> Source excerpt:
^^^^^^^^
New York Penal Law § 140.30 states that a person is guilty of burglary in the first degree when he knowingly enters or remains unlawfully in a dwelling. The comparable Michigan statute, under which defendant was convicted, reads in relevant part, a person is guilty of home invasion in the first degree, if they “break or enter with intent to commit a felony…in the dwelling.” The Michigan home invasion offense is not the equivalent of burglary in the first degree under New York Law, since, unlike the New York statute, the Michigan statute does not require a person to knowingly enter a dwelling. In addition, the defendant was convicted of attempt in Michigan, yet another reason to grant the defendant’s motion. Accordingly, the defendant cannot be lawfully adjudicated a second felony offender on the basis of his prior conviction for attempted home invasion in Michigan.
^^^^^^^^
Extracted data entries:
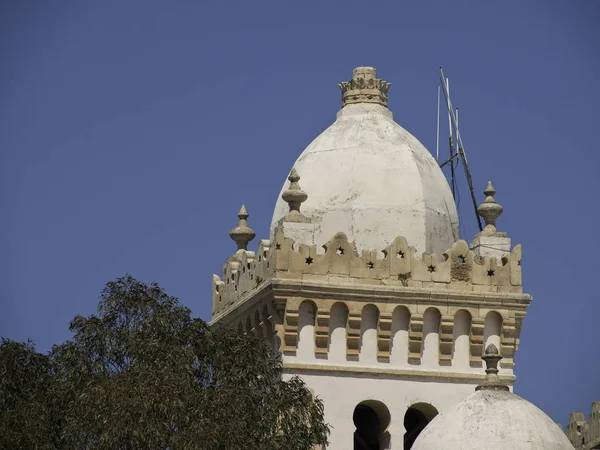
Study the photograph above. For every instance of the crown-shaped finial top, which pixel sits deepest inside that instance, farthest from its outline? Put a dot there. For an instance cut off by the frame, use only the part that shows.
(294, 195)
(242, 234)
(492, 381)
(364, 87)
(489, 209)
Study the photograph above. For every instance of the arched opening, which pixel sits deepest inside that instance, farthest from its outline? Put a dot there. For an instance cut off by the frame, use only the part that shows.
(415, 420)
(337, 332)
(306, 330)
(431, 338)
(371, 419)
(492, 329)
(400, 321)
(368, 334)
(460, 340)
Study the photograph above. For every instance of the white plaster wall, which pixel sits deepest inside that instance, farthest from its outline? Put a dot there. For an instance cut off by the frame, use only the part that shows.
(337, 333)
(399, 350)
(492, 329)
(341, 393)
(460, 350)
(369, 178)
(368, 334)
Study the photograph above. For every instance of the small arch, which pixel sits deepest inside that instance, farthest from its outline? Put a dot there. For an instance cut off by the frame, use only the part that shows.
(400, 323)
(431, 338)
(461, 339)
(416, 418)
(492, 329)
(338, 319)
(368, 334)
(371, 420)
(307, 314)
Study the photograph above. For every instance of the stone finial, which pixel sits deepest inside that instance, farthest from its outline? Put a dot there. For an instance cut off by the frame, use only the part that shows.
(489, 209)
(294, 196)
(492, 381)
(242, 234)
(364, 87)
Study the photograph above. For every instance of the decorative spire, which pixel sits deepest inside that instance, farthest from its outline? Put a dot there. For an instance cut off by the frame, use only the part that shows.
(242, 234)
(294, 195)
(364, 87)
(492, 381)
(489, 209)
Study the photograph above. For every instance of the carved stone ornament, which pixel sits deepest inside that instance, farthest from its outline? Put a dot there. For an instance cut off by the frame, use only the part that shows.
(364, 87)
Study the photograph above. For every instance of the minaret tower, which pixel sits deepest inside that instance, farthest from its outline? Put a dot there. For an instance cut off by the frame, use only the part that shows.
(365, 289)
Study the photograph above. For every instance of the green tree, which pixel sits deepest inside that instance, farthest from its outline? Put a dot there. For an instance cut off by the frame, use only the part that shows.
(144, 374)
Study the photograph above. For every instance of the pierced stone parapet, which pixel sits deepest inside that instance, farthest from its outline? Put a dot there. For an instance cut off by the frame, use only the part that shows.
(457, 269)
(456, 280)
(585, 435)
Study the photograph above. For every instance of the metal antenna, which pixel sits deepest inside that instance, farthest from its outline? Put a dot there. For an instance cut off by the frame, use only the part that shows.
(437, 136)
(460, 148)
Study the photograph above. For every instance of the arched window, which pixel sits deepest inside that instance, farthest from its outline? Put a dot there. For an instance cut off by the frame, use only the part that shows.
(337, 332)
(371, 420)
(306, 330)
(492, 329)
(400, 321)
(460, 340)
(431, 338)
(415, 420)
(368, 334)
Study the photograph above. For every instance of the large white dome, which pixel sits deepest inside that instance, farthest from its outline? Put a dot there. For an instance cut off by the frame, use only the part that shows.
(493, 420)
(368, 177)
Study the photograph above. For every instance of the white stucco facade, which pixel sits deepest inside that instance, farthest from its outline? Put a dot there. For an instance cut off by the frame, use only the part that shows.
(341, 392)
(365, 288)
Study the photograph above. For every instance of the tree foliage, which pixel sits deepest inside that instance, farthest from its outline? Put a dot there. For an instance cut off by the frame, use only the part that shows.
(144, 374)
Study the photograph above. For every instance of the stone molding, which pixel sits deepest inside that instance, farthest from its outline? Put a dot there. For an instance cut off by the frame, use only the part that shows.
(391, 372)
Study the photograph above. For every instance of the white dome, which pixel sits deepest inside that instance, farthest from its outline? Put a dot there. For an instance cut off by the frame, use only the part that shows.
(368, 177)
(493, 420)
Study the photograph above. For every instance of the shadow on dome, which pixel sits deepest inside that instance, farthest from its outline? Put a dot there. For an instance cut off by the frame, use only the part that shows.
(371, 419)
(415, 420)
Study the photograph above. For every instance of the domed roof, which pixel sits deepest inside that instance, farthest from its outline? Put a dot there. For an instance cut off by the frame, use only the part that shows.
(368, 177)
(493, 418)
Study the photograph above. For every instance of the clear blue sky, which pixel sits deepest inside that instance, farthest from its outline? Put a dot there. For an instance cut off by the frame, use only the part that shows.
(132, 131)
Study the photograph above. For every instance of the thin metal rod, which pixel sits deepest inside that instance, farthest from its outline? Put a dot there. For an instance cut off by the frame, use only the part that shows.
(437, 136)
(451, 141)
(461, 148)
(448, 160)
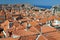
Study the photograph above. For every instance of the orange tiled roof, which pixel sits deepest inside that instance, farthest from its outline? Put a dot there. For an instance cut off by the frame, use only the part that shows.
(42, 38)
(48, 29)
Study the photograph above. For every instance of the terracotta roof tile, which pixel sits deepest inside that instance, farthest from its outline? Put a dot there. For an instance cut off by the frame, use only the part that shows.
(42, 38)
(48, 29)
(53, 35)
(23, 33)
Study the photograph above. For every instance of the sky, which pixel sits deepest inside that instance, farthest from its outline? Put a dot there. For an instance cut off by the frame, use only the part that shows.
(33, 2)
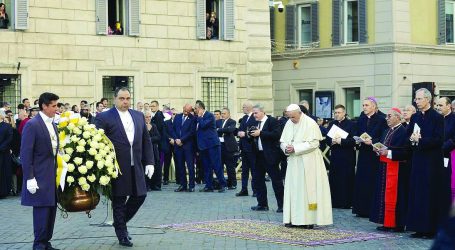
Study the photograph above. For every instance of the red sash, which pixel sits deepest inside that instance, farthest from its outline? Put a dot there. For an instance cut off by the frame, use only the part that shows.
(391, 191)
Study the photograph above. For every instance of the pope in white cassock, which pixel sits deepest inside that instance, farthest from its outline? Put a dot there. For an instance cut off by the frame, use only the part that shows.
(307, 200)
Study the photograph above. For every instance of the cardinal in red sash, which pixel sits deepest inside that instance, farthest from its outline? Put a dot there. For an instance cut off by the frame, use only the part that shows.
(392, 177)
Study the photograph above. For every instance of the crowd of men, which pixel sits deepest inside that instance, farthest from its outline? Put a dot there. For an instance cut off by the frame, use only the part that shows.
(394, 168)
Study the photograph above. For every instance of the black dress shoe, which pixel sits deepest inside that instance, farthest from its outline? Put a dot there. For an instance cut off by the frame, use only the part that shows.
(180, 189)
(384, 229)
(125, 242)
(260, 208)
(206, 190)
(242, 193)
(398, 229)
(422, 235)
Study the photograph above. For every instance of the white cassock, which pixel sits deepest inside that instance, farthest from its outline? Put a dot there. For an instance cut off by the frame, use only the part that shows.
(307, 198)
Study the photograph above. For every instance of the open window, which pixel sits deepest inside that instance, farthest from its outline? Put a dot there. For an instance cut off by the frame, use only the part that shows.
(215, 19)
(118, 17)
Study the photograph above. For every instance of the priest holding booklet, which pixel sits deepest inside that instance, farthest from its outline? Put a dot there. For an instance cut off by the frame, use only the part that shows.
(342, 158)
(392, 178)
(370, 127)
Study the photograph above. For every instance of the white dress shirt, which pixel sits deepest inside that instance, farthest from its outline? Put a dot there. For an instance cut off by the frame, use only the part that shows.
(128, 125)
(50, 127)
(260, 129)
(222, 136)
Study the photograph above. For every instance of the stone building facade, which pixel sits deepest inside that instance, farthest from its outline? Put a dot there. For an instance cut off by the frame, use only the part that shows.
(65, 46)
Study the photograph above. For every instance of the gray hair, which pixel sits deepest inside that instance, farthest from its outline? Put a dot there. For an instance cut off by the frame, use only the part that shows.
(303, 102)
(148, 112)
(259, 106)
(411, 108)
(447, 99)
(426, 93)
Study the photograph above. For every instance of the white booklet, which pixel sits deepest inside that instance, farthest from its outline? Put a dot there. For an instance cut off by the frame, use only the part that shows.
(336, 132)
(416, 128)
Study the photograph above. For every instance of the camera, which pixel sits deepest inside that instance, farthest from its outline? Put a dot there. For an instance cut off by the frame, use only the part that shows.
(280, 7)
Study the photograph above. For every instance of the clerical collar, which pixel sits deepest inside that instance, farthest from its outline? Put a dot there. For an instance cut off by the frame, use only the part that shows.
(121, 112)
(396, 126)
(46, 118)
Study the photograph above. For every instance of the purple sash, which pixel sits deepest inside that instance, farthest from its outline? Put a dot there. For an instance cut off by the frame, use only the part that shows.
(452, 183)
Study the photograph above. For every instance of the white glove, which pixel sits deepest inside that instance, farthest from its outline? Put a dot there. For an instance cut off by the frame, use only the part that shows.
(32, 185)
(149, 169)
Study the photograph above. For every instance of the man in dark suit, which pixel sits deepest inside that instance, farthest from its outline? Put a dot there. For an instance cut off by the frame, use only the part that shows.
(127, 130)
(246, 148)
(209, 148)
(183, 134)
(267, 147)
(226, 129)
(39, 148)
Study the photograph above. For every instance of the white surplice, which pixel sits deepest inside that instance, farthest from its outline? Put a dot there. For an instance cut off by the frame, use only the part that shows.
(307, 198)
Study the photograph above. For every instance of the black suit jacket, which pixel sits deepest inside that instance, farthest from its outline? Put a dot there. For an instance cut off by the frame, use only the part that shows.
(246, 142)
(270, 140)
(227, 132)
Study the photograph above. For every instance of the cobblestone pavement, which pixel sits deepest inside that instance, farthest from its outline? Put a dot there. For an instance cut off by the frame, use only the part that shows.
(167, 207)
^^^^^^^^
> Exercise: Rewrite the passage on burglary statutes from the words "New York Penal" through "invasion in Michigan.", swapping each instance of "dwelling" for "residence".

> Result of this task:
New York Penal Law § 140.30 states that a person is guilty of burglary in the first degree when he knowingly enters or remains unlawfully in a residence. The comparable Michigan statute, under which defendant was convicted, reads in relevant part, a person is guilty of home invasion in the first degree, if they “break or enter with intent to commit a felony…in the residence.” The Michigan home invasion offense is not the equivalent of burglary in the first degree under New York Law, since, unlike the New York statute, the Michigan statute does not require a person to knowingly enter a residence. In addition, the defendant was convicted of attempt in Michigan, yet another reason to grant the defendant’s motion. Accordingly, the defendant cannot be lawfully adjudicated a second felony offender on the basis of his prior conviction for attempted home invasion in Michigan.